─── Data for this exercise ───

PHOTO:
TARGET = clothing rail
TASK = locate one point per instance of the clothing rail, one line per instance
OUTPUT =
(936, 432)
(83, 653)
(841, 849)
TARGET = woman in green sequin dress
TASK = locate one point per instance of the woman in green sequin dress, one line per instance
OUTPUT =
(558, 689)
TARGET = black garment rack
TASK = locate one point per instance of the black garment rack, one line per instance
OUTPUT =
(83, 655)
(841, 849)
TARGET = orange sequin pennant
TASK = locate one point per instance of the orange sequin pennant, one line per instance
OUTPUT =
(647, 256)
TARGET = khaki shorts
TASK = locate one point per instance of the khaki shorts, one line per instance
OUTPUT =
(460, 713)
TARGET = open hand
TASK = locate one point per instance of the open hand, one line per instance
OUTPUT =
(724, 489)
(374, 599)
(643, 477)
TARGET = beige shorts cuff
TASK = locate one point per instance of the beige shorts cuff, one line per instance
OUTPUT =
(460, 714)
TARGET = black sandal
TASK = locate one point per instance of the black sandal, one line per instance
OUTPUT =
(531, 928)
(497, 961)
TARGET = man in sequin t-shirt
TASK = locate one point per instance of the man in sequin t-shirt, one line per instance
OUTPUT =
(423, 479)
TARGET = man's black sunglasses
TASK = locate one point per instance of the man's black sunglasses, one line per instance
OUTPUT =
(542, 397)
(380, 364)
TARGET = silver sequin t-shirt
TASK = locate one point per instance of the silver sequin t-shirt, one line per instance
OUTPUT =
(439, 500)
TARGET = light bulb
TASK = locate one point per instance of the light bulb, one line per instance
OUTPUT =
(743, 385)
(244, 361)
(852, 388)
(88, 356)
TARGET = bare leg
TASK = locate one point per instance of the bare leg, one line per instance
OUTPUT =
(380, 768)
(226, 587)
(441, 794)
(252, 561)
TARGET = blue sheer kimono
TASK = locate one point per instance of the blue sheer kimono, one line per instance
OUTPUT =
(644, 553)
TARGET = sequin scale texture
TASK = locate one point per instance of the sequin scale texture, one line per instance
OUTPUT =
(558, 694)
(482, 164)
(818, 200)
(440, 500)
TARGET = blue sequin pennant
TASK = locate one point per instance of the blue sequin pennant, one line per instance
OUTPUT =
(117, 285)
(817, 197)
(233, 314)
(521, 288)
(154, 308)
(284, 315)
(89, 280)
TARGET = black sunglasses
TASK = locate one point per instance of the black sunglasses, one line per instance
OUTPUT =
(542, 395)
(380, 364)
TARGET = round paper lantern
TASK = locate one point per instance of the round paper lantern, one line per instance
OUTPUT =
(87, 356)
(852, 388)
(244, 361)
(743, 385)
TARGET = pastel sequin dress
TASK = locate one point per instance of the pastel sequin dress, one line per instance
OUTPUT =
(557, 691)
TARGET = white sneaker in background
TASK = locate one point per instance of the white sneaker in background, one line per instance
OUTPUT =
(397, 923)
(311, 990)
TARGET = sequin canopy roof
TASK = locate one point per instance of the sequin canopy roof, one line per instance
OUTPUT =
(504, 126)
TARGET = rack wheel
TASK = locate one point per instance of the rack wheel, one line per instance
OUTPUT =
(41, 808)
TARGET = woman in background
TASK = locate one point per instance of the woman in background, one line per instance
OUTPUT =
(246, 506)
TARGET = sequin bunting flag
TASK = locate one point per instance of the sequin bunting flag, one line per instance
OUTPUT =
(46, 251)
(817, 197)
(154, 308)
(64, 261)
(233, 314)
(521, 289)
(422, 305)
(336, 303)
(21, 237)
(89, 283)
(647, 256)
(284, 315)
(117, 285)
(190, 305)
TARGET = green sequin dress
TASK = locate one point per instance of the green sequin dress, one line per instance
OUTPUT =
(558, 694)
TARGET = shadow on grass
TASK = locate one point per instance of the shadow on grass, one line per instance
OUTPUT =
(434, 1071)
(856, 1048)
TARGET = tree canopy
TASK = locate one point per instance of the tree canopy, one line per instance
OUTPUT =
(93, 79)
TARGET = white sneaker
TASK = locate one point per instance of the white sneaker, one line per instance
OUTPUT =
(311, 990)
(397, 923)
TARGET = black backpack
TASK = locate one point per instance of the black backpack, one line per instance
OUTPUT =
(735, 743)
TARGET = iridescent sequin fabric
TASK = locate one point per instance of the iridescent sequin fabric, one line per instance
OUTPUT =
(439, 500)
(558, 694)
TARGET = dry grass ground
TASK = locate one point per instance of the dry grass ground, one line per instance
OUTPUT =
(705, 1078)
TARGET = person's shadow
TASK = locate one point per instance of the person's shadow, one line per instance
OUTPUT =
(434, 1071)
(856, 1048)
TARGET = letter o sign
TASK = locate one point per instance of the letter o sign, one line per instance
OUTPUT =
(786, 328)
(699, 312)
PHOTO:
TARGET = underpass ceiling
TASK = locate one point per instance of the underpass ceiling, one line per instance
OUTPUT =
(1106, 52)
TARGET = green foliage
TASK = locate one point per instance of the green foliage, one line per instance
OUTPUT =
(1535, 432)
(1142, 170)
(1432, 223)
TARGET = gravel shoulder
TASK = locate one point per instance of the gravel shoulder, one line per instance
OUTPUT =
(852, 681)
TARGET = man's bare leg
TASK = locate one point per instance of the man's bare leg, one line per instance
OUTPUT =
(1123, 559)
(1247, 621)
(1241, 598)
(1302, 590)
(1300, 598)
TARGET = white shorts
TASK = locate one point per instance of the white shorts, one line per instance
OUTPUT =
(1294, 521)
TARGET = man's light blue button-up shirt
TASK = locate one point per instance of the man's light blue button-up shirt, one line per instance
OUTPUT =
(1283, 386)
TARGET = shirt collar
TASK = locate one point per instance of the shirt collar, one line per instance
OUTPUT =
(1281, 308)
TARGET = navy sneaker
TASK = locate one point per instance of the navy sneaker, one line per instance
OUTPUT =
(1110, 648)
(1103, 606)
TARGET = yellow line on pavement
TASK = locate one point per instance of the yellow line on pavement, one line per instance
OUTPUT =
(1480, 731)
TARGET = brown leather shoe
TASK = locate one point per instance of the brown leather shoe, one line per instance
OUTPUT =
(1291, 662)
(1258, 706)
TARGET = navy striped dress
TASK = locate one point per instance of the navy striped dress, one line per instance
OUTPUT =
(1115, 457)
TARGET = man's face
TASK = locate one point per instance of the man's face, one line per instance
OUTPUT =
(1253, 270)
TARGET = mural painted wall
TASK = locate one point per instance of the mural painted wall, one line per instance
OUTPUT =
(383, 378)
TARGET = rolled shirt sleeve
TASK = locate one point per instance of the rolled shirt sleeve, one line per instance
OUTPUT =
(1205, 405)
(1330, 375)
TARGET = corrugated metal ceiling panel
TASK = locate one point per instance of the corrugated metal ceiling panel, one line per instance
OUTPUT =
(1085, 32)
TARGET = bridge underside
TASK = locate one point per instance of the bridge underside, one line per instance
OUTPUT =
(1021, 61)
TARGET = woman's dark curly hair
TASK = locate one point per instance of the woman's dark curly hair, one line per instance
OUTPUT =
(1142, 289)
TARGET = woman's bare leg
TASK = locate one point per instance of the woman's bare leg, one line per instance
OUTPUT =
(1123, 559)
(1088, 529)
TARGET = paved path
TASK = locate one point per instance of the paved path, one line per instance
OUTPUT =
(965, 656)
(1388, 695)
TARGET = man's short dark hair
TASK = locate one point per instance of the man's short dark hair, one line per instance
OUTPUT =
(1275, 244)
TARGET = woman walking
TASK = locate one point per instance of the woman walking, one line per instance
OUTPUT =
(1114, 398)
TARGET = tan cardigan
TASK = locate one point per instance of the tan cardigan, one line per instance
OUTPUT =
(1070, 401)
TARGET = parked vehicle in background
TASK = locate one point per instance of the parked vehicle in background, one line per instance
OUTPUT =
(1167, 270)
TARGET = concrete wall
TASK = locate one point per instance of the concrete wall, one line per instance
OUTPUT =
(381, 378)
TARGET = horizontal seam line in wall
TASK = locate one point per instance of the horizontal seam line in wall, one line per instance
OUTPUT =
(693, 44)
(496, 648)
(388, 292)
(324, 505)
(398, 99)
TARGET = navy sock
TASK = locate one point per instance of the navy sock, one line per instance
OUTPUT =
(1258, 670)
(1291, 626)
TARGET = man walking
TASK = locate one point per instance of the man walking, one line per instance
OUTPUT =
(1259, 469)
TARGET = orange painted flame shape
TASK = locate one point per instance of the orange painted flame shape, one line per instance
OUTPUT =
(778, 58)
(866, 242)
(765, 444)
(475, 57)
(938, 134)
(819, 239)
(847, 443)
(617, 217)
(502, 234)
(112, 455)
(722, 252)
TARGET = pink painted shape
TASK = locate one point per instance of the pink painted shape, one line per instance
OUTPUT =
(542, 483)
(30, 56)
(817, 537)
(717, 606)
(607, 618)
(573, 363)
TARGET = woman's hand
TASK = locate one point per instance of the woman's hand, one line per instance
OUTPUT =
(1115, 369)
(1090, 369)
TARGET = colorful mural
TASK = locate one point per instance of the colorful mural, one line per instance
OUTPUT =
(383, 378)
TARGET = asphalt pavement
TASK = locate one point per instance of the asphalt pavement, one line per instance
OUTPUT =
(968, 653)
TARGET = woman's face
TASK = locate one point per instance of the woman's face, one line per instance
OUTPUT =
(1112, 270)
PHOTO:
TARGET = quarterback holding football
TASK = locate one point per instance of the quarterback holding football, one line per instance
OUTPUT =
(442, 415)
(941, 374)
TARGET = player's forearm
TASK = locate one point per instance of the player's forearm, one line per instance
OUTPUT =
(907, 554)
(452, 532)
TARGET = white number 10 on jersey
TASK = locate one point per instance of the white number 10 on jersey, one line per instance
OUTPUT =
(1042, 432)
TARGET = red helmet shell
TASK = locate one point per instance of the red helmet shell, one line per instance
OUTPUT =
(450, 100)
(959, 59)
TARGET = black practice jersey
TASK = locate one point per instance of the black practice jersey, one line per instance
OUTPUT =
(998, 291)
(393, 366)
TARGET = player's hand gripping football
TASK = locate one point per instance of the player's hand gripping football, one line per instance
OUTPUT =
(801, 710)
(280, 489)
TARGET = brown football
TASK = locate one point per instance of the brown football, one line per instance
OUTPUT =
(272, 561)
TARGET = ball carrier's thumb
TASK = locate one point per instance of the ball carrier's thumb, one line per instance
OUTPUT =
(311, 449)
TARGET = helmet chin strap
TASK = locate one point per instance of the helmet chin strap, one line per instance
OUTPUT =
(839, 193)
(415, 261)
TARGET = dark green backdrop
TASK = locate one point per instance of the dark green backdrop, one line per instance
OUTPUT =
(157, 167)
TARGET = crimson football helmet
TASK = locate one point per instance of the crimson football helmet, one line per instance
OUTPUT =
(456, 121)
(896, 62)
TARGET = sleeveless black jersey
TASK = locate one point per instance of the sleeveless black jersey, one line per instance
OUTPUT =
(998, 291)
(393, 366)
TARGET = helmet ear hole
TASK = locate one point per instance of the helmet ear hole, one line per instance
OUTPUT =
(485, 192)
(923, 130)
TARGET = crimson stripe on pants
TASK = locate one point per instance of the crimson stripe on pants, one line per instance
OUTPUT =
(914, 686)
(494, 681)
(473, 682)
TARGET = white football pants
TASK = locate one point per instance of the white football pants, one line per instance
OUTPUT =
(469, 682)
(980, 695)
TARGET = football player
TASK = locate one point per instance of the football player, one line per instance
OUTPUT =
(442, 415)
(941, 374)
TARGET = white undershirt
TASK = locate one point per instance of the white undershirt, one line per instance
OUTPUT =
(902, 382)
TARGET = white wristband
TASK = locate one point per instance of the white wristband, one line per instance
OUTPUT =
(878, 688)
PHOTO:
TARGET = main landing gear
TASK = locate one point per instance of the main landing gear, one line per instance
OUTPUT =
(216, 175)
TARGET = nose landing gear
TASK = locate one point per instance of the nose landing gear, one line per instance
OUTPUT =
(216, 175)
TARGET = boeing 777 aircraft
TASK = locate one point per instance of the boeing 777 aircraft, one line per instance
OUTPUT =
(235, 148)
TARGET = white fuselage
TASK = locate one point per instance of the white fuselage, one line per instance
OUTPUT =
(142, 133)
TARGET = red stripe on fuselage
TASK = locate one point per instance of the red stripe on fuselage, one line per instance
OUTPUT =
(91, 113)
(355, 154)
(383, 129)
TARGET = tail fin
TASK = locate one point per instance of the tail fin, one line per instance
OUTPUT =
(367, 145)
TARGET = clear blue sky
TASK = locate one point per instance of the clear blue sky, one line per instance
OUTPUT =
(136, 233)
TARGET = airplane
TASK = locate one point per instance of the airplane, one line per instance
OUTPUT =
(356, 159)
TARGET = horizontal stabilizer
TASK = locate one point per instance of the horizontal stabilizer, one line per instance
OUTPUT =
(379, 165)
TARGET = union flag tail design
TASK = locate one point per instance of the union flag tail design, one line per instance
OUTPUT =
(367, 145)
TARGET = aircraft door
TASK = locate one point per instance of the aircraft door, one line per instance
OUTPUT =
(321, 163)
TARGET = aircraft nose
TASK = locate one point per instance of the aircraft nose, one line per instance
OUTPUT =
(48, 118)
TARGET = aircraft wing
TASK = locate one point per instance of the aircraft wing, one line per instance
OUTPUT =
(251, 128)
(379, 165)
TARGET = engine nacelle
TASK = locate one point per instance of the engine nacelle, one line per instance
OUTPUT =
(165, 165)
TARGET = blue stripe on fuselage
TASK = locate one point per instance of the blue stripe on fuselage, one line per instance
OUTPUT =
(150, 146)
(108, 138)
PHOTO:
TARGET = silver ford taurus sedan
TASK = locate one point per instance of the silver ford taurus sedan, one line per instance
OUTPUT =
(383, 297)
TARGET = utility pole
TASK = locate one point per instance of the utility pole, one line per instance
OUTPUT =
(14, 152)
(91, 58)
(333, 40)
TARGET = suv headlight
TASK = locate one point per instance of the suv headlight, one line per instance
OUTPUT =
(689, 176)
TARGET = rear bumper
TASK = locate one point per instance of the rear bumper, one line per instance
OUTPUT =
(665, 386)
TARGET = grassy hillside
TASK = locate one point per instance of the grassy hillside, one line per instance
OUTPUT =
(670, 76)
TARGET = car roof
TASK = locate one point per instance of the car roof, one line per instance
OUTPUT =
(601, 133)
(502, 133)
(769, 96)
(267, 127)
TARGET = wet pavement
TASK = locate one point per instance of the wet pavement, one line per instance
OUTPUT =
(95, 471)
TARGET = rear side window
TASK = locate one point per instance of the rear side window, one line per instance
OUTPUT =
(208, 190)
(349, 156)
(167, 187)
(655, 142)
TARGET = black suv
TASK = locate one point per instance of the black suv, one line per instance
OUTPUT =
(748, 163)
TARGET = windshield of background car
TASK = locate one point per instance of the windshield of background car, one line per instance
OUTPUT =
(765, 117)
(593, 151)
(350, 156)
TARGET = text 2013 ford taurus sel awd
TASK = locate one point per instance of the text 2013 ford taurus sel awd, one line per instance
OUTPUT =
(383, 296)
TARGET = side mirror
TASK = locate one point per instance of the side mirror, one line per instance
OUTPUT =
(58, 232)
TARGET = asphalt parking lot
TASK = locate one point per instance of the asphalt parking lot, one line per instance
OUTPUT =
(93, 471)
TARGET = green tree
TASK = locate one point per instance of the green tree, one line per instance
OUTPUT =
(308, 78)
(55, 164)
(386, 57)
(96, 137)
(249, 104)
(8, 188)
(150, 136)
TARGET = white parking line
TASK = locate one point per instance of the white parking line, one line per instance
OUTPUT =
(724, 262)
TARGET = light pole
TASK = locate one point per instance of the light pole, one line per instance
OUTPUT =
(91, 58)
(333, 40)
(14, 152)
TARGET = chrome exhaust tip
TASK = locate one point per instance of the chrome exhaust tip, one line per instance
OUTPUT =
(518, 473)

───

Exercise goal — Rewrite only the entries from the line containing "TARGET = yellow line on pavement" through the line containing "(1258, 706)", changing "brown leather shoe" to "tan leather shoe" and keeping everything else the same.

Response to the exercise —
TARGET = yellow line on pavement
TASK = locate one point per instance of the yellow line on pavement, one line per instance
OUTPUT =
(1480, 731)
TARGET = tan leather shoe
TASK = locate one point per instance of the tan leather shoe, one line per instance
OUTPUT =
(1291, 662)
(1258, 706)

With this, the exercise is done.